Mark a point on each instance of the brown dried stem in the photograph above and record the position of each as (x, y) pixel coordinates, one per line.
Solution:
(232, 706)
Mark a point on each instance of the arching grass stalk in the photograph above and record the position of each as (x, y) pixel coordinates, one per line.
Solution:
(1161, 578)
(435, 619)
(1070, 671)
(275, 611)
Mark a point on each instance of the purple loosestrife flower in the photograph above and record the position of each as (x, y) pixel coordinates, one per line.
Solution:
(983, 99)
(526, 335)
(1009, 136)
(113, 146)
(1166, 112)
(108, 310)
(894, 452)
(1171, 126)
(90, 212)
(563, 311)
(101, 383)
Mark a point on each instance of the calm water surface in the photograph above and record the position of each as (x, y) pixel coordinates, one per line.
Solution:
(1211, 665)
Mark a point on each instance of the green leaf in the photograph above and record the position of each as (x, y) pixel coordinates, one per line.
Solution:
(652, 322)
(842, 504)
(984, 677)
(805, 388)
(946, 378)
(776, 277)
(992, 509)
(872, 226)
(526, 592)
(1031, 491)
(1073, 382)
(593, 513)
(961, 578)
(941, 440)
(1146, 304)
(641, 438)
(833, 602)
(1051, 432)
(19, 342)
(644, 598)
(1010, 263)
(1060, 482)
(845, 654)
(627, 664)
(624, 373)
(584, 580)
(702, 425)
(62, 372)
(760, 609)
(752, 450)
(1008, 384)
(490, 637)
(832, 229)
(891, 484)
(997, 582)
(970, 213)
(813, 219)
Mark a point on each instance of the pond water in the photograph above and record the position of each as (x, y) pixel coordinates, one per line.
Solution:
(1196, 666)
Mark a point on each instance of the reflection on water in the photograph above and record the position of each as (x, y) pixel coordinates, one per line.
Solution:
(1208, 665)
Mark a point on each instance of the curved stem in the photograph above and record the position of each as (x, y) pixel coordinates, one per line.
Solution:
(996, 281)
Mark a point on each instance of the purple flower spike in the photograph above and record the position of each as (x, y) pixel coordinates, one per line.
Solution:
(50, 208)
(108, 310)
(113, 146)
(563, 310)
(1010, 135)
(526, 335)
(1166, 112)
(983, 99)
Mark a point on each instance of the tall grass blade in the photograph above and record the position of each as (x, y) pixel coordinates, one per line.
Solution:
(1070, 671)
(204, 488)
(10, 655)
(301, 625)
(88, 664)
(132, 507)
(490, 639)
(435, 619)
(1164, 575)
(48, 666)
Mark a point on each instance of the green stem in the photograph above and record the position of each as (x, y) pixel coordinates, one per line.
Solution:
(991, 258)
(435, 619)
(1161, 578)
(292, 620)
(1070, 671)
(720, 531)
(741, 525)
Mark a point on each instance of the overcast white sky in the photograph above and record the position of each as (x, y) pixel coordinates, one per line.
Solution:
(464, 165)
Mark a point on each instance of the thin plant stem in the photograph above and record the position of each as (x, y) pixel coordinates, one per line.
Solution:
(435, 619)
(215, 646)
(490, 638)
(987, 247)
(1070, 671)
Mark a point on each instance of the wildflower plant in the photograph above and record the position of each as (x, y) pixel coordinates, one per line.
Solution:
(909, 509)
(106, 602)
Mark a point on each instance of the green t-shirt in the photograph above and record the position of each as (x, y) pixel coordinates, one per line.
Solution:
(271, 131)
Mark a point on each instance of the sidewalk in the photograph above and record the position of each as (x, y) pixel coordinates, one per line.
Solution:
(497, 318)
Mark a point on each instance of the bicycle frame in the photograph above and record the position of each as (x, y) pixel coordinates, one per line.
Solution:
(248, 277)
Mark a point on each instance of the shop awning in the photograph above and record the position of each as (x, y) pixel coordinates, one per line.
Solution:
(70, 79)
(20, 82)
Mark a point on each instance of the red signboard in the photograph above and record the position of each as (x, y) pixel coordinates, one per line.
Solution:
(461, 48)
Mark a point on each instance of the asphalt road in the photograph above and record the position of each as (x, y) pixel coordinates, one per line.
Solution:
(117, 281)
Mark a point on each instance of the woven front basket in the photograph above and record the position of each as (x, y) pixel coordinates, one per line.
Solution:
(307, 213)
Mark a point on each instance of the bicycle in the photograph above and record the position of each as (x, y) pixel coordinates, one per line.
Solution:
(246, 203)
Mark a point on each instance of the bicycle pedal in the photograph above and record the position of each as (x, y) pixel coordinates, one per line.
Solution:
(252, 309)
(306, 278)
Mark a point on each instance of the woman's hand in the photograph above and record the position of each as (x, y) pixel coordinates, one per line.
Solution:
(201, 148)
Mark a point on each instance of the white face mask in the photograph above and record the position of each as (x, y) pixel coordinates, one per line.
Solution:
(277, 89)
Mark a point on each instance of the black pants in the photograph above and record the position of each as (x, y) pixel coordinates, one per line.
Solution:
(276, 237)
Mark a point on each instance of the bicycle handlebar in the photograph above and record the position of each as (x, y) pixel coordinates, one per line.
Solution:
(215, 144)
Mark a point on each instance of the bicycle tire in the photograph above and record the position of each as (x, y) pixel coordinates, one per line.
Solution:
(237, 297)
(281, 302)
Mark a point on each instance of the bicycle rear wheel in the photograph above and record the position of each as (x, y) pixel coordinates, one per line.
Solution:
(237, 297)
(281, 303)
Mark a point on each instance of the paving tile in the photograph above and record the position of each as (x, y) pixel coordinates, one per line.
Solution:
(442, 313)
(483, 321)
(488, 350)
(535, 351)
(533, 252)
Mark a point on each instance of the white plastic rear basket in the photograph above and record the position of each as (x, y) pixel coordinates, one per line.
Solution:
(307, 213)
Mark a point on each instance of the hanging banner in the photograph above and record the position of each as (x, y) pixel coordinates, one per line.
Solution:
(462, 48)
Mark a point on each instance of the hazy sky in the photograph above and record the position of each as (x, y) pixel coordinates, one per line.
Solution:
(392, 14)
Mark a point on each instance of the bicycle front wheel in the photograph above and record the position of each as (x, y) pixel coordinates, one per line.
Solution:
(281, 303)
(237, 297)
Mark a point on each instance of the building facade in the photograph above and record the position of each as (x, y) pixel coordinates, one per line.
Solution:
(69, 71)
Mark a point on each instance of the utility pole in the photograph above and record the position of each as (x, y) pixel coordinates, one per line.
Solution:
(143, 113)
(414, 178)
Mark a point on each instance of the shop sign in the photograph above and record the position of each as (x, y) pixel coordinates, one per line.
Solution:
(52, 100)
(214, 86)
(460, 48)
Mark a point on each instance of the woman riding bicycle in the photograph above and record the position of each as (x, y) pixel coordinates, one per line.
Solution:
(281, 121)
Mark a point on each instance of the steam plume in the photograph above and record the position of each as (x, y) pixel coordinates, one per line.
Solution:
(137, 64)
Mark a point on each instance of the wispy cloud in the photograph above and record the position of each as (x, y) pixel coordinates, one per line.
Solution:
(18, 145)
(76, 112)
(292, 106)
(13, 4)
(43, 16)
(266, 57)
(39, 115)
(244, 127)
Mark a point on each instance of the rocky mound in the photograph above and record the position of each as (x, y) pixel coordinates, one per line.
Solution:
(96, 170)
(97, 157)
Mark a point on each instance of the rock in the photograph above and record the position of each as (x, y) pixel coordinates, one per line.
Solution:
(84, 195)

- WHAT YOU WILL DO:
Check each line of the entries for "front" and copy those that have it.

- RESULT OF THIS TASK:
Mark a point on each instance of the woven front basket in the photograph above and record the position of each as (x, y) pixel coordinates, one per line.
Mark a point on each instance of the bicycle front wheel in the photograph above and record the position of each as (x, y) pixel coordinates, one per line.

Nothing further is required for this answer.